What needs to be done
From the records below, copy the lines that include "background".
******
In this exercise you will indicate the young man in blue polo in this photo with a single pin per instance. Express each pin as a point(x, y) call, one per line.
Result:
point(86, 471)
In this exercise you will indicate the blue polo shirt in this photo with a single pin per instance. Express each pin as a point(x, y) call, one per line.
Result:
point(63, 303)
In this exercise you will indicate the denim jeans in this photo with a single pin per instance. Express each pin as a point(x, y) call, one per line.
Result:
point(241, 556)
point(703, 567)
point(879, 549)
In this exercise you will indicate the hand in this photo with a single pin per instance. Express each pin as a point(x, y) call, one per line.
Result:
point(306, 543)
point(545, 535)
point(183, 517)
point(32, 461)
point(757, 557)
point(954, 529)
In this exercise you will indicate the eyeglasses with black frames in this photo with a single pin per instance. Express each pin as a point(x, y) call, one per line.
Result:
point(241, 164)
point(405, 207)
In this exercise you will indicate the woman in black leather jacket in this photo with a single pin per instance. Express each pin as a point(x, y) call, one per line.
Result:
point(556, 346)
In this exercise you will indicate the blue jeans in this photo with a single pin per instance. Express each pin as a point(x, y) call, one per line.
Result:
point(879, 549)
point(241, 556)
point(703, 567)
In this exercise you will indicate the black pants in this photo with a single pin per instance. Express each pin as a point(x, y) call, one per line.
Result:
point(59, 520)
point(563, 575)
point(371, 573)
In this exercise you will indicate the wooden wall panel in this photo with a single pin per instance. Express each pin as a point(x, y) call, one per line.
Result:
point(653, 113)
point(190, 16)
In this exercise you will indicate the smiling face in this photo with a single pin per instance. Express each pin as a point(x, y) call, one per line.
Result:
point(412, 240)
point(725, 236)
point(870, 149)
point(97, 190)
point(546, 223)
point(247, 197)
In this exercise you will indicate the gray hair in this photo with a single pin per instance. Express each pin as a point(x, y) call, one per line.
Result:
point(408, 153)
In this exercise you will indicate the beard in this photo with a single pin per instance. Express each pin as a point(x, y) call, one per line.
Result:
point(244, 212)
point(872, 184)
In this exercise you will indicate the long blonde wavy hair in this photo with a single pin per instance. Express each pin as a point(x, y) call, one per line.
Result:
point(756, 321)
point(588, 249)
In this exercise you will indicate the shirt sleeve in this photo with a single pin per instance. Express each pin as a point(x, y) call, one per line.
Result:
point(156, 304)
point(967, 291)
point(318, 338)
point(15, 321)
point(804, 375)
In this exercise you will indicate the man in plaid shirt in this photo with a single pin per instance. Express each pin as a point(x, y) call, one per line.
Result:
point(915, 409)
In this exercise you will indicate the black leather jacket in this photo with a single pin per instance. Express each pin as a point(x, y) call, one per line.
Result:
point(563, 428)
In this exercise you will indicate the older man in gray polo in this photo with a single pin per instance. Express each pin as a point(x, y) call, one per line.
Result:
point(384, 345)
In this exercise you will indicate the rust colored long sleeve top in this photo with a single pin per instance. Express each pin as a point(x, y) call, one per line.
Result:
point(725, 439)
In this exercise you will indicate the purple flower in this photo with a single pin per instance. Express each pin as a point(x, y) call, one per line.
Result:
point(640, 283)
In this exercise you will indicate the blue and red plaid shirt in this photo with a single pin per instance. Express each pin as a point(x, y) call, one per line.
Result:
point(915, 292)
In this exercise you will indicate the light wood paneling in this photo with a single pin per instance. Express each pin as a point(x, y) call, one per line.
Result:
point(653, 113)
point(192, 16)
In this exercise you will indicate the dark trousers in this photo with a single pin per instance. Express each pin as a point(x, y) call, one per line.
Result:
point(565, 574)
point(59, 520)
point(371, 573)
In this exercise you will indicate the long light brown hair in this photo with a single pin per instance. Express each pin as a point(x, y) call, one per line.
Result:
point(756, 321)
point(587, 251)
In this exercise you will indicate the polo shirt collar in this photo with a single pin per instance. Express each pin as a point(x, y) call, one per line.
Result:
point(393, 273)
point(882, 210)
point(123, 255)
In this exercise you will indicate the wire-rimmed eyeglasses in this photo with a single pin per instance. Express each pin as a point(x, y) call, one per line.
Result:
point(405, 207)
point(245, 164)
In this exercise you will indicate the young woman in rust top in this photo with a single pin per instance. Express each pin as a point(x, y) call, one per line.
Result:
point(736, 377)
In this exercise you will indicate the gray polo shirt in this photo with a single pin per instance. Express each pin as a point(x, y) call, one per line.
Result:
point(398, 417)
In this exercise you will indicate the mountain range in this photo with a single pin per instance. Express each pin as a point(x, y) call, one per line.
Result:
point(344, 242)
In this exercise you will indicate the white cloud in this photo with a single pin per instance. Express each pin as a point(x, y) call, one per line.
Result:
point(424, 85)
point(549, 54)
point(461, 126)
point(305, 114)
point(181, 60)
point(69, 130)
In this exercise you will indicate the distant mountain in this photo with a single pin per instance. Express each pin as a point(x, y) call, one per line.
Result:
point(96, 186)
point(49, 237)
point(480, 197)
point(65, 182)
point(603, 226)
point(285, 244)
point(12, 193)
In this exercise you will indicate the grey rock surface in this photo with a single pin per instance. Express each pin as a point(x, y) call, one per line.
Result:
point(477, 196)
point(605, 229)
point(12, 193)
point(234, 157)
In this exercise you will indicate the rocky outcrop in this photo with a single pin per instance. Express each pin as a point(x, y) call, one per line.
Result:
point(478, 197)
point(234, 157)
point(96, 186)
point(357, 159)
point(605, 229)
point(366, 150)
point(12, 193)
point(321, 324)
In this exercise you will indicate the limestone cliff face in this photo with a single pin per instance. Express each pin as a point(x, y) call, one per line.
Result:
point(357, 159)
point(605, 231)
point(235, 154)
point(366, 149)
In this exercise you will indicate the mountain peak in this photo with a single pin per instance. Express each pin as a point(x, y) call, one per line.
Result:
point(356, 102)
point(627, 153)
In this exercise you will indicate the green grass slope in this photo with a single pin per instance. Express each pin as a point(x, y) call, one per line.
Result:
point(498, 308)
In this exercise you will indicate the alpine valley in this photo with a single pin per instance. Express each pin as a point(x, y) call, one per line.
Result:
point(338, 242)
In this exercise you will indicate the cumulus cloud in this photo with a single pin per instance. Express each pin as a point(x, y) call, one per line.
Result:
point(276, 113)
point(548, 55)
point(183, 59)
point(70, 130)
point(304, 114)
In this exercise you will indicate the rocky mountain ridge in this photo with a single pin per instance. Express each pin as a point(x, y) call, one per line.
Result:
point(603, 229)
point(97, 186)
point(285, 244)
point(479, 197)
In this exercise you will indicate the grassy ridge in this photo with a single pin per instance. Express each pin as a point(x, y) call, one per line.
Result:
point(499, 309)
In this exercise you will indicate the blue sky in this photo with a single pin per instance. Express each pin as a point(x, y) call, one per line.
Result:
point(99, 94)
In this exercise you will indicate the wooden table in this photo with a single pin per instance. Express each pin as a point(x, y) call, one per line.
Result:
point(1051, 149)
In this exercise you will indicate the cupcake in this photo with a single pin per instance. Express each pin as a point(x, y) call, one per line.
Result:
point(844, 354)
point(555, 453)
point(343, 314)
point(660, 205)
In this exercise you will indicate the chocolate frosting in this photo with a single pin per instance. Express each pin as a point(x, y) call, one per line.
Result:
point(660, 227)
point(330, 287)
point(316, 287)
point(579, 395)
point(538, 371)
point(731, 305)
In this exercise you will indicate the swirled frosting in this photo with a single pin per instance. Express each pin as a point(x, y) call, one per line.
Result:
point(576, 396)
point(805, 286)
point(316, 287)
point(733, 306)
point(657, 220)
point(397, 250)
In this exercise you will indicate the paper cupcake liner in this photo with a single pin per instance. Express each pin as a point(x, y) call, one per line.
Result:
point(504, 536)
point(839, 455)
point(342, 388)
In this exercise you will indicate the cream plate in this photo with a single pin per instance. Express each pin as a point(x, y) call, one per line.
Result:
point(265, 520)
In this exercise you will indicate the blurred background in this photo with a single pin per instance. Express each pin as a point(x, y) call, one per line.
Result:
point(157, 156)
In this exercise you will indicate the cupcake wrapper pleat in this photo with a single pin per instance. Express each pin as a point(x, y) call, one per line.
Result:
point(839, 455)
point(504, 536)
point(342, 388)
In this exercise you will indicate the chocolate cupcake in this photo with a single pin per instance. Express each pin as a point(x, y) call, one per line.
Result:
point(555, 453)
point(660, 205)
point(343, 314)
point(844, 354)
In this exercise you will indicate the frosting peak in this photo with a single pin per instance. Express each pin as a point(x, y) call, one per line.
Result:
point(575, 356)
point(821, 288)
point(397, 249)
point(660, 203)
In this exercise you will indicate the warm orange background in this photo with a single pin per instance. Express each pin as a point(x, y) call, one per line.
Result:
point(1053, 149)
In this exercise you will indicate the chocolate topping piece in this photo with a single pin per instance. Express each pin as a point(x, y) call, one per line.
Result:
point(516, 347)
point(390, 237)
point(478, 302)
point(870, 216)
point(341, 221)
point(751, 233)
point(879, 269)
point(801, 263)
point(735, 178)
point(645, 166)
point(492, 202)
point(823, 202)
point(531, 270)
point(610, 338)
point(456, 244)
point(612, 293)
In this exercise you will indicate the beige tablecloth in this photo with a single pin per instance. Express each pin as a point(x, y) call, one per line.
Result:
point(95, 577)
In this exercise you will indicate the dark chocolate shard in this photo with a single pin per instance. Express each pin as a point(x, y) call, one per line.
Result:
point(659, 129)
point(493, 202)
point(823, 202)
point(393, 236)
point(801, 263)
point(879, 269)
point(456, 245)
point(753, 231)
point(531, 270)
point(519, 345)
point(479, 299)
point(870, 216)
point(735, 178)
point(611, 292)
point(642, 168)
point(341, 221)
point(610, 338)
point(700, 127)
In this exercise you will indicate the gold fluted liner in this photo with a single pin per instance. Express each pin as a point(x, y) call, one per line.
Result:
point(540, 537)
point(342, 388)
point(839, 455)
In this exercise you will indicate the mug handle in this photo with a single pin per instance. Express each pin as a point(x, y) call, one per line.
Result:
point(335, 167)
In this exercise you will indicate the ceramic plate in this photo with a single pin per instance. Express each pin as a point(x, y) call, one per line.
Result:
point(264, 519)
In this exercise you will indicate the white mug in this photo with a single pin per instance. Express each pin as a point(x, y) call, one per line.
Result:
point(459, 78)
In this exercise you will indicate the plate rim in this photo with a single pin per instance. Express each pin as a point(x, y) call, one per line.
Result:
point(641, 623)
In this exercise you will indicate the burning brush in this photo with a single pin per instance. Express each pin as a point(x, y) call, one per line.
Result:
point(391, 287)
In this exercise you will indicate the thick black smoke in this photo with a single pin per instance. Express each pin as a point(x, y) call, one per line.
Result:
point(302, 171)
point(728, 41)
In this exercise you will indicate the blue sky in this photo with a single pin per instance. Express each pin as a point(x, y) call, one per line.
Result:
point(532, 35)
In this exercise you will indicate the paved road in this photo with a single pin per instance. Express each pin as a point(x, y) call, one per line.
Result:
******
Response below
In this exercise you will indicate the blurred background in this photo with a single pin per instance. Express each pin as a point(x, y) call, one per line.
In this exercise you will indicate the warm orange background in this photo with a single pin per instance. Express each pin as a point(x, y) call, one per line.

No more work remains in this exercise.